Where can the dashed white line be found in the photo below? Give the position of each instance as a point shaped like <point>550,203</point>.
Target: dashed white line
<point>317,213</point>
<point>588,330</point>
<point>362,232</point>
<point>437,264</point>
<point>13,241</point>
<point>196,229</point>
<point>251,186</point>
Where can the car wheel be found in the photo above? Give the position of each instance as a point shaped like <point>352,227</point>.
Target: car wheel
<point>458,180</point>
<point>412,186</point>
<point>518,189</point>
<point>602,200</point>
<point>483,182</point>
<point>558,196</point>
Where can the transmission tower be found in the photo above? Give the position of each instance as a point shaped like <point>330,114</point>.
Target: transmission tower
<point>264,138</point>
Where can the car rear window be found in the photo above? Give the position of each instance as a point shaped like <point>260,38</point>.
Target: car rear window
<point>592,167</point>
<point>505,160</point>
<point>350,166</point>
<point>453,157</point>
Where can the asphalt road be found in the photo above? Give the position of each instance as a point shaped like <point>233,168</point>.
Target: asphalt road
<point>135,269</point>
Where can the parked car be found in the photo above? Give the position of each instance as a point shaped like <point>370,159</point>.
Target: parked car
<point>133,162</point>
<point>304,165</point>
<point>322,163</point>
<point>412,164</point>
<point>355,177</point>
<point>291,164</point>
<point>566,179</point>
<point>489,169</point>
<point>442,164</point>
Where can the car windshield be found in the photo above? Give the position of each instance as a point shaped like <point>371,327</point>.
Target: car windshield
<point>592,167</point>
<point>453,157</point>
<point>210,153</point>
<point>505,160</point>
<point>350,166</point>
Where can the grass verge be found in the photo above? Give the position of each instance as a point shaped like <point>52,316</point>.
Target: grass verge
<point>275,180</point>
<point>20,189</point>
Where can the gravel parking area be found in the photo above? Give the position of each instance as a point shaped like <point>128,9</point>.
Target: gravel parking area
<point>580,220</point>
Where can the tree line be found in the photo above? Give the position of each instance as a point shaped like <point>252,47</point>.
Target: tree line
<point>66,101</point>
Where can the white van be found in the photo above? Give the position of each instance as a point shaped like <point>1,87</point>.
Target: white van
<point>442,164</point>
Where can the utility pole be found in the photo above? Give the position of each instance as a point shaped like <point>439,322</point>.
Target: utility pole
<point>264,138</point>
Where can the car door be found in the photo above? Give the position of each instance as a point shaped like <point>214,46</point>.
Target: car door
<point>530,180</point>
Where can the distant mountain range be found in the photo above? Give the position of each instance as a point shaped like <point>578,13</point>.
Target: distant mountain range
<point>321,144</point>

--*--

TASK DESCRIPTION:
Set down each entry exactly, leaving none out.

ANSWER FOR THIS EXERCISE:
Where can the dashed white line be found in the photo below? Give the position of each instance as a point shaped like <point>550,203</point>.
Target: dashed white line
<point>317,213</point>
<point>588,330</point>
<point>362,232</point>
<point>437,264</point>
<point>13,241</point>
<point>196,229</point>
<point>251,186</point>
Where can the car wheel be found in the photo above? Give the position of each instance as a point shaped like <point>352,227</point>.
Target: car wheel
<point>458,180</point>
<point>412,186</point>
<point>518,189</point>
<point>602,200</point>
<point>483,182</point>
<point>558,196</point>
Where can the transmission tower be found in the photo above? Give the position of each instance as a point shaped like <point>330,114</point>.
Target: transmission tower
<point>264,138</point>
Where can the car rear window be found in the photo above? Give the position of each instance as a point shaped like <point>260,38</point>.
Target: car rear window
<point>592,167</point>
<point>505,160</point>
<point>350,166</point>
<point>453,157</point>
Where can the asphalt road be found in the photo above? Give the position of each instance as a point shaped like <point>233,168</point>.
Target: asphalt road
<point>135,269</point>
Where can the parked car be found in the photo above? Give the position of each instance as a point shaped like <point>370,159</point>.
Target: parked car
<point>133,162</point>
<point>304,165</point>
<point>322,163</point>
<point>412,164</point>
<point>355,177</point>
<point>291,164</point>
<point>566,179</point>
<point>489,169</point>
<point>442,164</point>
Where can the car windshield be found in the photo above? Give the position of each instance as a point shaped like <point>371,327</point>.
Target: car windshield
<point>592,167</point>
<point>453,157</point>
<point>210,153</point>
<point>505,160</point>
<point>350,166</point>
Where can the grass verge be found in the photo above? Give the position of each instance as a point shaped like <point>52,316</point>.
Target: grass verge
<point>275,180</point>
<point>20,189</point>
Where can the gravel parking area be found in the photo above? Give the position of each instance as a point shaped like <point>128,9</point>.
Target: gravel parking area
<point>580,220</point>
Where can the tree line be found in the photo above? Give the position of each instance as a point shaped like <point>252,47</point>.
Target: tree line
<point>66,101</point>
Where can the white van be found in the photo above? Give the position of each instance as a point shaped like <point>1,87</point>.
Target: white van
<point>442,164</point>
Where can the utility pole be found in the photo above? Give the position of each instance as a point shaped like <point>439,322</point>.
Target: utility pole
<point>264,138</point>
Where can the car door be found in the photo above? Give the position of each instance as a point shaped like <point>214,46</point>.
Target: car door
<point>530,180</point>
Where can the distant mountain range be found in the photo above? Give the position of each instance as a point shaped like <point>578,13</point>.
Target: distant mountain range
<point>321,144</point>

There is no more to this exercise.